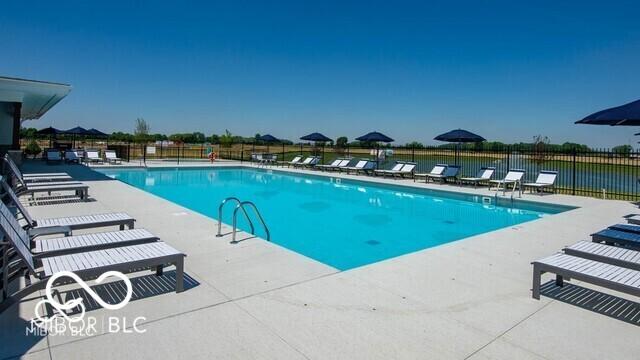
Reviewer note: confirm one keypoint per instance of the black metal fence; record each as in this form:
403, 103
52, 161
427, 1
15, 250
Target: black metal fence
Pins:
596, 173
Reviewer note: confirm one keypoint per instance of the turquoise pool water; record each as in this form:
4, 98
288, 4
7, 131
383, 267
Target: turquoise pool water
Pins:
344, 224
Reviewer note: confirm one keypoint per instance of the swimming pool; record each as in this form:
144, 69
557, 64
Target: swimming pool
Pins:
341, 223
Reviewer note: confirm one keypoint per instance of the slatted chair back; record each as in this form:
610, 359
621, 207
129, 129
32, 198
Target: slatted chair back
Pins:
486, 173
14, 199
408, 167
17, 174
16, 235
514, 175
438, 169
547, 177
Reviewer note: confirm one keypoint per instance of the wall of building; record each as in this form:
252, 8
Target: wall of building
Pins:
6, 126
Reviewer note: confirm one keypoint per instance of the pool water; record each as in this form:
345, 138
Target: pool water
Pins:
341, 223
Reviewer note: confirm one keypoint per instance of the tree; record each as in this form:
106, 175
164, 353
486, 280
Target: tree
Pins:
623, 150
141, 130
226, 139
540, 144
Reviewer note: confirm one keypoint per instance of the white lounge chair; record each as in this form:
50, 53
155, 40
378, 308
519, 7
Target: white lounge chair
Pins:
609, 276
305, 162
361, 166
86, 265
92, 156
546, 179
293, 161
483, 175
78, 243
34, 177
385, 172
513, 178
333, 164
53, 155
437, 170
81, 190
341, 165
110, 156
65, 225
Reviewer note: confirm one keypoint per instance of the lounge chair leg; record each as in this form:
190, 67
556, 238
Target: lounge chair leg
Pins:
537, 274
180, 275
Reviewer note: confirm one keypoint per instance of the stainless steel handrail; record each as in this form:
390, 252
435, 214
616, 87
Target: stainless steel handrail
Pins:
255, 209
234, 217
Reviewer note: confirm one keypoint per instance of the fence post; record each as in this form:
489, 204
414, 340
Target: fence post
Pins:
573, 191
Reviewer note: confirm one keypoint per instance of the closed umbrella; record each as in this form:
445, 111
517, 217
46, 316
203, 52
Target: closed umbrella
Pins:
459, 136
317, 137
375, 137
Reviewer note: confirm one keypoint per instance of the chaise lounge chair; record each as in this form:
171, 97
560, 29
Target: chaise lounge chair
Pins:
483, 175
341, 165
609, 276
293, 161
385, 172
86, 265
605, 253
81, 190
66, 224
35, 177
450, 173
305, 162
546, 179
513, 177
437, 170
92, 156
360, 165
78, 243
110, 156
619, 237
333, 164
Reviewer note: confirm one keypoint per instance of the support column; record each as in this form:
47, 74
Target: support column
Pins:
17, 112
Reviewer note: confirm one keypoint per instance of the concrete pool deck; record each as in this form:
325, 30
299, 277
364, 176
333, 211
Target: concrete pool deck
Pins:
467, 299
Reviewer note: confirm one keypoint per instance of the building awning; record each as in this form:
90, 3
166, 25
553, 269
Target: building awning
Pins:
37, 97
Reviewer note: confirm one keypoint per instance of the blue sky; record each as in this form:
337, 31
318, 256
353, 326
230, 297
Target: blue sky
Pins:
504, 69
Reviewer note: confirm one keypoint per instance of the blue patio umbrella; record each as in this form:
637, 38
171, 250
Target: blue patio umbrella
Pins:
317, 137
76, 131
624, 115
375, 137
459, 136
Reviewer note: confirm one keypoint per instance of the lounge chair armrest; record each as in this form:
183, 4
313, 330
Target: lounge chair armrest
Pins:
49, 230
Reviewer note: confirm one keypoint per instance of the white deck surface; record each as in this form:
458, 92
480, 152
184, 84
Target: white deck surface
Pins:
468, 299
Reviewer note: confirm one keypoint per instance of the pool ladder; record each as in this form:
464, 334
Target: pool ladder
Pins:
241, 206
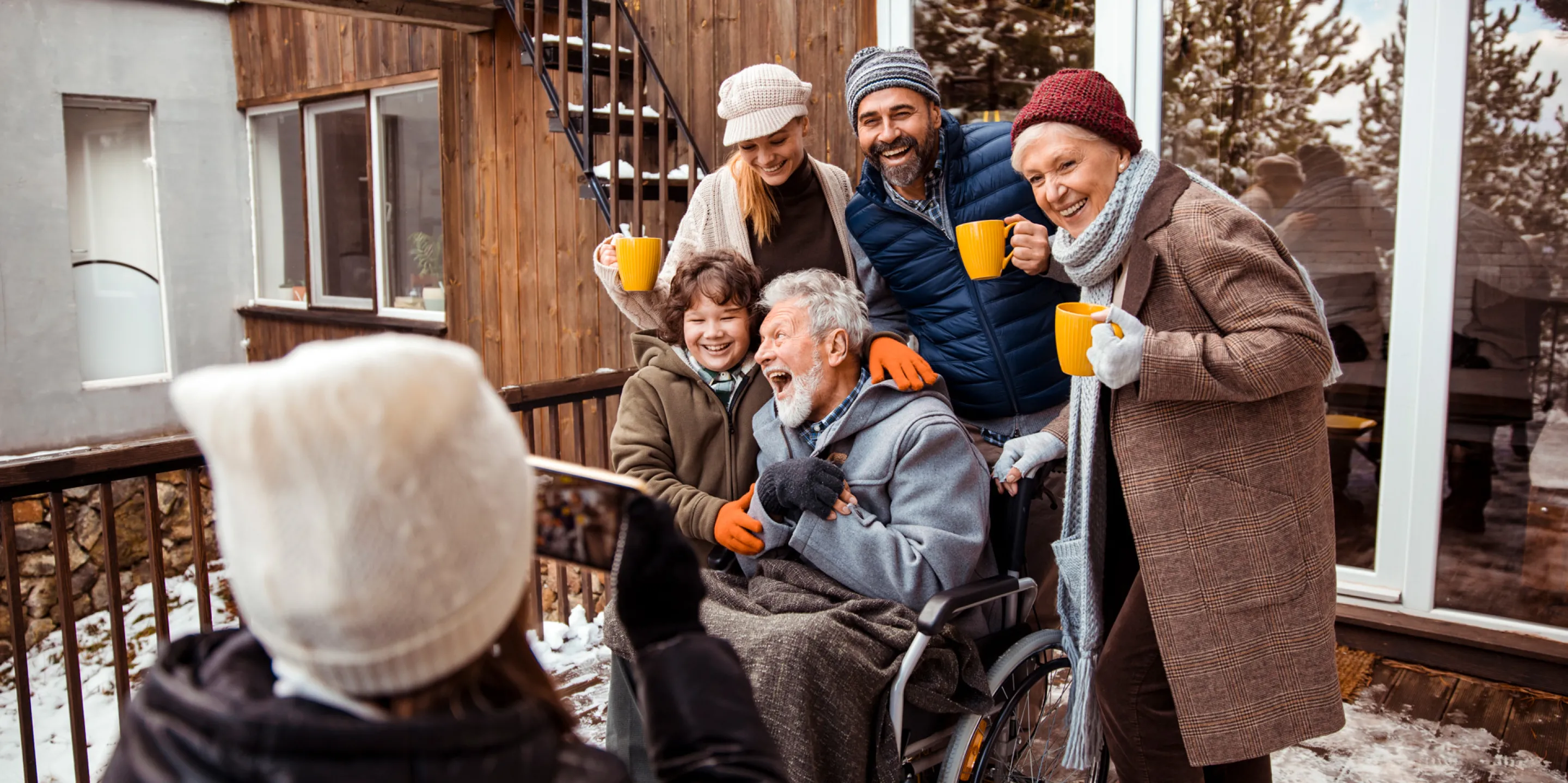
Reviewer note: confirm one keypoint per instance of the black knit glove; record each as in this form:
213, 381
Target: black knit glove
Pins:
658, 586
792, 486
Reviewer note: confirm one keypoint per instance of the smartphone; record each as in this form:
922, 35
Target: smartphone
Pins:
581, 511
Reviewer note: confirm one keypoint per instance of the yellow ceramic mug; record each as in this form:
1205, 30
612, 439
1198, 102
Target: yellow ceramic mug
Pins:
982, 245
639, 259
1073, 340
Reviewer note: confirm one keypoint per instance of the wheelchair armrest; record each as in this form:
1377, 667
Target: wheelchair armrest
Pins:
945, 605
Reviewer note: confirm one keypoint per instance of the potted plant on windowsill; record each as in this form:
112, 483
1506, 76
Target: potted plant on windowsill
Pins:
292, 290
425, 251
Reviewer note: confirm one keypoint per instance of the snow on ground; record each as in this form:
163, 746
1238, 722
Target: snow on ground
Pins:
576, 657
1390, 748
47, 679
1374, 748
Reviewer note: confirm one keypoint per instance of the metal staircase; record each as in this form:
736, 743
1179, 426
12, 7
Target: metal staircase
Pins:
617, 106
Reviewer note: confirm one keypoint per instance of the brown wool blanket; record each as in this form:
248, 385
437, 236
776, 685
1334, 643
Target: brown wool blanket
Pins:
822, 660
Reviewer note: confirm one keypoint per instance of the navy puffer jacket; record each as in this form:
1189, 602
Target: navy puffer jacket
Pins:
993, 340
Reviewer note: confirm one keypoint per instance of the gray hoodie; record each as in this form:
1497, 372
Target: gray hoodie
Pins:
922, 520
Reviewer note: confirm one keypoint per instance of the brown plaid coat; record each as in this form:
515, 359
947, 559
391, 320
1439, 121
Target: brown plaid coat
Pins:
1223, 461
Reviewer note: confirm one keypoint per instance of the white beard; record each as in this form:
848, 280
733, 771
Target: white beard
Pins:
795, 411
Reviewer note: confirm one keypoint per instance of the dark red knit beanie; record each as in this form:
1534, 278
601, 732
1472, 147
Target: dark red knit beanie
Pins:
1081, 97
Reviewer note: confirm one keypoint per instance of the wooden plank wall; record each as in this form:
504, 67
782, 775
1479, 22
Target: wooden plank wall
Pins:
284, 52
526, 297
700, 43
------------------------------
_THE PROBLEM:_ Rescale the records starting at the line containing "the white beard;" and ending at the end of the records. Give every one of those lines again, with each coordinate in the answers multiplied by 1.1 and rounded to a whole number, halves rounded up, and every other line, numbers included, left unchanged.

_WRITTEN ANSWER:_
Reviewer note: confirm one keypoint per instance of the white beard; record each as in this form:
848, 280
733, 771
Target: white beard
Pins:
875, 452
Reviewer note: confirm one keypoint per instance of the dark red knit beanie; record each as in this form:
1534, 278
601, 732
1472, 147
Target: dark red knit beanie
Pins:
1189, 107
Reviewer note: confirm one keypoint per instance of the wooden plank wall; record each as in this form:
504, 67
782, 775
1479, 22
Target: wooden plank wall
Pins:
312, 57
579, 327
770, 47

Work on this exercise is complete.